=== Task requirements ===
Report each line in the material below that contains the word "negative". Only matches with the same uppercase and lowercase letters count.

════════════════

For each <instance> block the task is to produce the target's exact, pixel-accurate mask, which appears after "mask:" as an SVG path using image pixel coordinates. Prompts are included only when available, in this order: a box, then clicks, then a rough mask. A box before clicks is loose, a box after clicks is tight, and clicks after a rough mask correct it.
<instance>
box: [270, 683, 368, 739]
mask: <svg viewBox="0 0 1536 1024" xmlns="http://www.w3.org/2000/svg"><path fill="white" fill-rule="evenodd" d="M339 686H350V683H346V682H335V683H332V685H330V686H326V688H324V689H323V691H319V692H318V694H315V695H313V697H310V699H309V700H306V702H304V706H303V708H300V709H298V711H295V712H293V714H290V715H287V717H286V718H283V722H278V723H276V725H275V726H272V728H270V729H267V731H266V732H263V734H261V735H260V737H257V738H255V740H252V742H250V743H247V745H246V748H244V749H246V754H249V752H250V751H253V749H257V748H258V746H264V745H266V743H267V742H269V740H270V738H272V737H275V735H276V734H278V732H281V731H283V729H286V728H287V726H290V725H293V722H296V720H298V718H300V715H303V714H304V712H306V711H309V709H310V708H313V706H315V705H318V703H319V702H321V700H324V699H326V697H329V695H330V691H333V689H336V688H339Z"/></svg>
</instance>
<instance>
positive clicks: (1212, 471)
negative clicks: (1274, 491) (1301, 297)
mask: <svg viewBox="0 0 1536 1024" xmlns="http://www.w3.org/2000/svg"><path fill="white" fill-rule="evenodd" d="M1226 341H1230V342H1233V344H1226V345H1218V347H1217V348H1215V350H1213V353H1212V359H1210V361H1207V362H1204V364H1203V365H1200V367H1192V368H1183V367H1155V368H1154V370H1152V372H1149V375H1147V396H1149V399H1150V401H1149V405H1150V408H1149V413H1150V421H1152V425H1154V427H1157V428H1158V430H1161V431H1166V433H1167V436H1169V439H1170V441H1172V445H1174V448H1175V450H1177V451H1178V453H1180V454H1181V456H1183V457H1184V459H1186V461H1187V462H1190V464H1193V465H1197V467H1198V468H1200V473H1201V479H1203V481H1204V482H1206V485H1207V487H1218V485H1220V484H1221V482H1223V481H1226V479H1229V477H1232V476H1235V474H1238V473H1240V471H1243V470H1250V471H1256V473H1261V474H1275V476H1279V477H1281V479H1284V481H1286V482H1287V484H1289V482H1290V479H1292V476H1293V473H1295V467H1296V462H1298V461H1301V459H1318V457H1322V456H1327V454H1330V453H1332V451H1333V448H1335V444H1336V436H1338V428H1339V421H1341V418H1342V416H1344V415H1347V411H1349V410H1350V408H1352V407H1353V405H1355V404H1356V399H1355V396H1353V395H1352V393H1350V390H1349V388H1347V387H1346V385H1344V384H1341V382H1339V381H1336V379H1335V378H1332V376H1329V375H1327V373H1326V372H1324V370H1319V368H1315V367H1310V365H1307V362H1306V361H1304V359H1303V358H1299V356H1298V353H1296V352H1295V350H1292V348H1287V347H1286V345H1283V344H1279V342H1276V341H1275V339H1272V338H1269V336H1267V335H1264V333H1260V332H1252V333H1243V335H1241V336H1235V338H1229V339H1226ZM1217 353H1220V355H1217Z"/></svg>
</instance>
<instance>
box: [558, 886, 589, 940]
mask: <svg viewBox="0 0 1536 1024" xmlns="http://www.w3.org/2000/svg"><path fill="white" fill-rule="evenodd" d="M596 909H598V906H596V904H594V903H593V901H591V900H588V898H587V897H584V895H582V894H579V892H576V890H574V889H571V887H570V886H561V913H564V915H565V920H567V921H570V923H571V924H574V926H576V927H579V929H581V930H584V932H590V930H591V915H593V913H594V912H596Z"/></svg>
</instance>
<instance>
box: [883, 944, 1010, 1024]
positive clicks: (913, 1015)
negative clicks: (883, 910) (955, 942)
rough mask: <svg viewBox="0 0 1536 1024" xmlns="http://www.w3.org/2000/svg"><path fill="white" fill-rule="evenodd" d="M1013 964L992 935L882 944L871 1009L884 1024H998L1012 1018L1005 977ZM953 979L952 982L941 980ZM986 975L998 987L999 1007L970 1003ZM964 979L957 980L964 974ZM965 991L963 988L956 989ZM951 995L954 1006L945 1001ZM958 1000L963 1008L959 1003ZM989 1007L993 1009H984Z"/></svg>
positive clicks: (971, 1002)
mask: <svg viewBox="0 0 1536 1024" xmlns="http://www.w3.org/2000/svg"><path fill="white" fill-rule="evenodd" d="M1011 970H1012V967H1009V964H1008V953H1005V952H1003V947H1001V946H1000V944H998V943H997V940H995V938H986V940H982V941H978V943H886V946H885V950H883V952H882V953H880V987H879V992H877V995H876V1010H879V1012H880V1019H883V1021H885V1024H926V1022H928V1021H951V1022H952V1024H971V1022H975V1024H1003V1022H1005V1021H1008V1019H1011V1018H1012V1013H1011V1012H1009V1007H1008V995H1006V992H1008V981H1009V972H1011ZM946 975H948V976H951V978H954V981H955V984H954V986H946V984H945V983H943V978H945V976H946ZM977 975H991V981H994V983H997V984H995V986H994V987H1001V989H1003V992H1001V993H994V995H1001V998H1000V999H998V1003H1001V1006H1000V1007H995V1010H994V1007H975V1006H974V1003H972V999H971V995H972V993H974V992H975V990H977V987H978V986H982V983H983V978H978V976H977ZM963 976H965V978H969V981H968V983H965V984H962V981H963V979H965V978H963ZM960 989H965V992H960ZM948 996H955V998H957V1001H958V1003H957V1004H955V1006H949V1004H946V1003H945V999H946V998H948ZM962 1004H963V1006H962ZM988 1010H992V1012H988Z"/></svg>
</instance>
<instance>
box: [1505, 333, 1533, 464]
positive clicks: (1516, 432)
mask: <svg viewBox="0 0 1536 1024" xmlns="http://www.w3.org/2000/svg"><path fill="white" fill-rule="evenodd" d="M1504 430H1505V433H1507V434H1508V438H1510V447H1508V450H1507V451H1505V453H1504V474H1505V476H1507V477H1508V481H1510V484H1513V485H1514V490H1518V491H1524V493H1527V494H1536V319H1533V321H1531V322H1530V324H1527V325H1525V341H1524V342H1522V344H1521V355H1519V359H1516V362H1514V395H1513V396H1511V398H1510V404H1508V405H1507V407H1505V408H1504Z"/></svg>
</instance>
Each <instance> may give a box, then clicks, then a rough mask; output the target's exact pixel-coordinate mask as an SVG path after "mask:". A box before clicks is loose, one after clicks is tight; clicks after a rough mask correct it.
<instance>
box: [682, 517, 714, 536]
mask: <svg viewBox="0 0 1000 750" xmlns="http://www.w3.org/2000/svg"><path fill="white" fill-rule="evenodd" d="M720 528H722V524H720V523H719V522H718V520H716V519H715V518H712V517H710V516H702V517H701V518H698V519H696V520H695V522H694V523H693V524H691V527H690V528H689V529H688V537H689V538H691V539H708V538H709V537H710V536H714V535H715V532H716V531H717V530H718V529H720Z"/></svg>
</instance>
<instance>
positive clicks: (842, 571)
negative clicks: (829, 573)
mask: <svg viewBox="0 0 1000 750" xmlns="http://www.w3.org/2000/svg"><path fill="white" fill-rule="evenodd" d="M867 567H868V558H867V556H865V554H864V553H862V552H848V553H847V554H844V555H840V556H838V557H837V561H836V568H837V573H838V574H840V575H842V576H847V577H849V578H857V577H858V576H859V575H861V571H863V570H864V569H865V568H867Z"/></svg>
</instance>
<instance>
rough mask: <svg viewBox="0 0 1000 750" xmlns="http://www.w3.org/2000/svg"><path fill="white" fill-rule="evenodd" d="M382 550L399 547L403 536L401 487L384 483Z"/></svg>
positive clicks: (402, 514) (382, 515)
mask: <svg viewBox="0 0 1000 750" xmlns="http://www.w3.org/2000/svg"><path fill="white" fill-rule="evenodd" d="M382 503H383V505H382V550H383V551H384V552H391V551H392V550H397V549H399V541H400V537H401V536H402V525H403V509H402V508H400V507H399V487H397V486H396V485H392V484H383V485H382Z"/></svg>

════════════════

=== Response to this exercise ===
negative clicks: (1274, 491) (1301, 297)
negative clicks: (883, 910) (955, 942)
negative clicks: (829, 573)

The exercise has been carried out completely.